*EXERCISE A*. List each command-line option that the IGA text mentions, with its leading double hyphen.
*EXERCISE B*. Write a continuation of the IGA text, starting after its final sentence.

*TEXT SEGMENT*.

● ● ● ● ● ● ●

The record created in InvenioRDM is constructed using information obtained using GitHub's API as well as several other APIs as needed. The information includes the following:
 * (if one exists) a `codemeta.json` file in the GitHub repository
 * (if one exists) a `CITATION.cff` file in the GitHub repository
 * data available from GitHub for the release
 * data available from GitHub for the repository
 * data available from GitHub for the account of the owner
 * data available from GitHub for the accounts of repository contributors
 * file assets associated with the GitHub release
 * data available from ORCID.org for ORCID identifiers
 * data available from ROR.org for Research Organization Registry identifiers
 * data available from DOI.org, NCBI, Google Books, & others for publications
 * data available from spdx.org for software licenses

IGA tries to use [`CodeMeta.json`](https://codemeta.github.io) first and [`CITATION.cff`](https://citation-file-format.github.io) second to fill out the fields of the InvenioRDM record. If neither of those files are present, IGA uses values from the GitHub repository instead. You can make it always use all sources of info with the option `--all-metadata`. Depending on how complete and up-to-date your `CodeMeta.json` and `CITATION.cff` are, this may or may not make the record more comprehensive and may or may not introduce redundancies or unwanted values.

To override the auto-created metadata, use the option `--read-metadata` followed by the path to a JSON file structured according to the InvenioRDM schema used by the destination server. When `--read-metadata` is provided, IGA does _not_ extract the data above, but still obtains the file assets from GitHub.

### Specifying GitHub file assets

By default, IGA attaches to the InvenioRDM record _only_ the ZIP file asset created by GitHub for the release. To make IGA attach all assets associated with the GitHub release, use the option `--all-assets`.

To upload specific file assets and override the default selections made by IGA, you can use the option `--file` followed by a path to a file to be uploaded.  You can repeat the option `--file` to upload multiple file assets. Note that if `--file` is provided, then IGA _does not use any file assets from GitHub_; it is the user's responsibility to supply all the files that should be uploaded.

If both `--read-metadata` and `--file` are used, then IGA does not actually contact GitHub for any information.

● ● ● ● ● ● ●

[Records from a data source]
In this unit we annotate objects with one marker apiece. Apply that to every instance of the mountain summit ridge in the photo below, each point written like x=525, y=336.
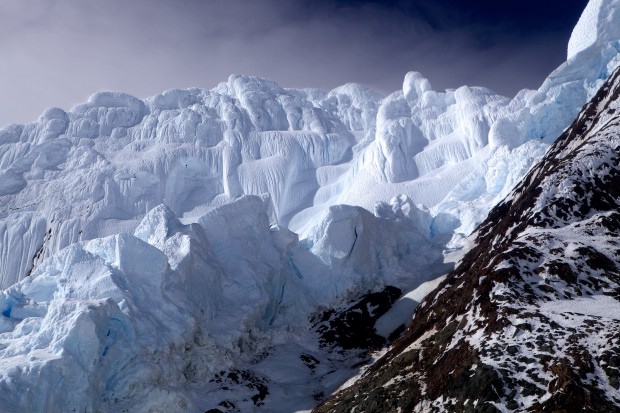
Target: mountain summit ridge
x=530, y=318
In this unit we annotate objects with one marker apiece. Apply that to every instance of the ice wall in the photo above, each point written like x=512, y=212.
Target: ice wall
x=97, y=169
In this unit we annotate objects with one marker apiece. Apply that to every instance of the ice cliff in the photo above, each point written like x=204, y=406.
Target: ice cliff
x=147, y=245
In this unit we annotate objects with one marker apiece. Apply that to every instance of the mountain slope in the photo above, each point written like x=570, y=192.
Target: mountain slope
x=97, y=169
x=530, y=319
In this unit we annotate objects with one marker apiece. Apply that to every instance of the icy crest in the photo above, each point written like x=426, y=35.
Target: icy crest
x=596, y=26
x=225, y=208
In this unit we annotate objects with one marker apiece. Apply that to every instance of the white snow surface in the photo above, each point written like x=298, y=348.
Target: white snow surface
x=147, y=245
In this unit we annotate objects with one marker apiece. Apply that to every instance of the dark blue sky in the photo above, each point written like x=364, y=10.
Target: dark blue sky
x=58, y=52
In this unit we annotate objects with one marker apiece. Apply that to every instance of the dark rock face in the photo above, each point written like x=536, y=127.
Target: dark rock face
x=354, y=326
x=530, y=319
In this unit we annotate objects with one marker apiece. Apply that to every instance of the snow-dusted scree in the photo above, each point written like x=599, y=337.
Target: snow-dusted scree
x=193, y=250
x=530, y=319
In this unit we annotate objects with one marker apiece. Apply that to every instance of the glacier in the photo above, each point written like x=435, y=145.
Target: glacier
x=149, y=245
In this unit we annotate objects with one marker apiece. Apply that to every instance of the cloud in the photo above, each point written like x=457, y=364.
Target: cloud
x=58, y=52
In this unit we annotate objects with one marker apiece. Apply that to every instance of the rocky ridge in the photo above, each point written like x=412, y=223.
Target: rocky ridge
x=530, y=318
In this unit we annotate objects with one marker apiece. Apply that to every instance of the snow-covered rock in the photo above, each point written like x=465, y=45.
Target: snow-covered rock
x=149, y=246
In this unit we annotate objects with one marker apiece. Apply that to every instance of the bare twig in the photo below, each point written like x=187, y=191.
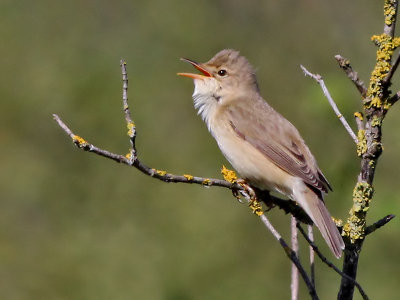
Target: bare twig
x=294, y=287
x=312, y=255
x=378, y=224
x=129, y=123
x=359, y=121
x=251, y=196
x=330, y=264
x=131, y=159
x=292, y=256
x=394, y=98
x=353, y=75
x=161, y=175
x=321, y=82
x=392, y=70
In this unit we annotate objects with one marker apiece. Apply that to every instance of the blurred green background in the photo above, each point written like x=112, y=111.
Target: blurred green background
x=77, y=226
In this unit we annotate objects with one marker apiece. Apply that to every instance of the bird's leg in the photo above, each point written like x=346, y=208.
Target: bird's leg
x=251, y=195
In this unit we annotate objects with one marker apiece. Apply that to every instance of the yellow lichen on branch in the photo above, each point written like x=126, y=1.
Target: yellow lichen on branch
x=206, y=182
x=256, y=207
x=131, y=129
x=79, y=141
x=386, y=45
x=228, y=175
x=362, y=143
x=389, y=12
x=354, y=228
x=188, y=177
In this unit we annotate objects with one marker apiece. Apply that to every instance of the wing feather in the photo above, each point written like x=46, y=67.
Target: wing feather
x=278, y=140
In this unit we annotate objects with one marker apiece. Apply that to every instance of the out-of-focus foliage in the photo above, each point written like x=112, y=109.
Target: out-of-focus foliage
x=77, y=226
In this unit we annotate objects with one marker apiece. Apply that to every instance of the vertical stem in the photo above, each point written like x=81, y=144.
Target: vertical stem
x=312, y=254
x=294, y=286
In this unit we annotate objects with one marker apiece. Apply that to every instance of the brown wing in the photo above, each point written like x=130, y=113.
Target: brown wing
x=277, y=139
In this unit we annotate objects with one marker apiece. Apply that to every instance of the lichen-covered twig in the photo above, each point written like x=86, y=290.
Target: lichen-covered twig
x=294, y=286
x=392, y=70
x=312, y=253
x=126, y=159
x=353, y=75
x=375, y=106
x=378, y=224
x=342, y=119
x=230, y=182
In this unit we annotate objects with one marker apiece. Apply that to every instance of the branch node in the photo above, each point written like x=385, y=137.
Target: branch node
x=321, y=82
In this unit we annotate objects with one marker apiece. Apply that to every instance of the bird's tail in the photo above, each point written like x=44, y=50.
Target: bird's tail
x=315, y=208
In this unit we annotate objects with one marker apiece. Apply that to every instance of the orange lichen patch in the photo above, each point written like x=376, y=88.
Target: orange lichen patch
x=362, y=143
x=131, y=129
x=79, y=141
x=386, y=45
x=389, y=12
x=256, y=207
x=359, y=115
x=188, y=177
x=206, y=181
x=228, y=175
x=161, y=173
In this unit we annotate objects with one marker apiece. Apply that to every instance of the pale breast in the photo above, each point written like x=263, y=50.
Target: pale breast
x=250, y=162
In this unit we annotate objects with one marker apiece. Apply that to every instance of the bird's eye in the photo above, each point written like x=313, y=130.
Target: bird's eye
x=222, y=72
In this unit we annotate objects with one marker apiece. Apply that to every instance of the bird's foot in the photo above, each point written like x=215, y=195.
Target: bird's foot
x=249, y=193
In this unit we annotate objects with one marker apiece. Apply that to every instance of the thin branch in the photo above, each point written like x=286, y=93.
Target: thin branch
x=390, y=19
x=321, y=82
x=294, y=287
x=378, y=224
x=312, y=253
x=392, y=70
x=129, y=123
x=292, y=256
x=394, y=98
x=359, y=121
x=352, y=75
x=330, y=264
x=251, y=195
x=161, y=175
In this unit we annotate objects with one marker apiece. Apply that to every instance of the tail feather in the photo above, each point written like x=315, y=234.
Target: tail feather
x=315, y=208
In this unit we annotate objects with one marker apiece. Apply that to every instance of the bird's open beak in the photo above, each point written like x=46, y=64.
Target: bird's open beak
x=198, y=67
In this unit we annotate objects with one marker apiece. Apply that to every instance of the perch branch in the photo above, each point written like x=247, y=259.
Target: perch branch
x=252, y=197
x=312, y=254
x=131, y=159
x=321, y=82
x=294, y=287
x=392, y=70
x=352, y=75
x=378, y=224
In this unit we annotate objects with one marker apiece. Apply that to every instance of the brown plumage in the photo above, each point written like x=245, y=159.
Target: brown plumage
x=264, y=147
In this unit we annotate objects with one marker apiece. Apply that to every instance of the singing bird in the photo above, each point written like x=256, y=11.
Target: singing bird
x=264, y=147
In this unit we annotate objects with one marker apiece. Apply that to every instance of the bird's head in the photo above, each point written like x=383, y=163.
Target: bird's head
x=226, y=76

● ● ● ● ● ● ●

*WRITTEN ANSWER A*.
--all-metadata
--read-metadata
--all-assets
--file

*WRITTEN ANSWER B*.
### Handling communities

To submit your record to a community, use the `--community` option together with a community name. The option `--list-communities` can be used to get a list of communities supported by the InvenioRDM server. Note that submitting a record to a community means that the record will not be finalized and will not be publicly visible when IGA finishes; instead, the record URL that you receive will be for a draft version, pending review by the community moderators.

### Indicating draft versus published records

If the `--community` option is not used, then by default, IGA will finalize and publish the record. To make it stop short and leave the record as a draft instead, use the option `--draft`. The draft option also takes precedence over the community option: if you use both `--draft` and `--community`, IGA will stop after creating the draft record and will _not_ submit it to the community.  (You can nevertheless submit the record to a community manually once the draft is created, by visiting the record's web page and using the InvenioRDM interface there.)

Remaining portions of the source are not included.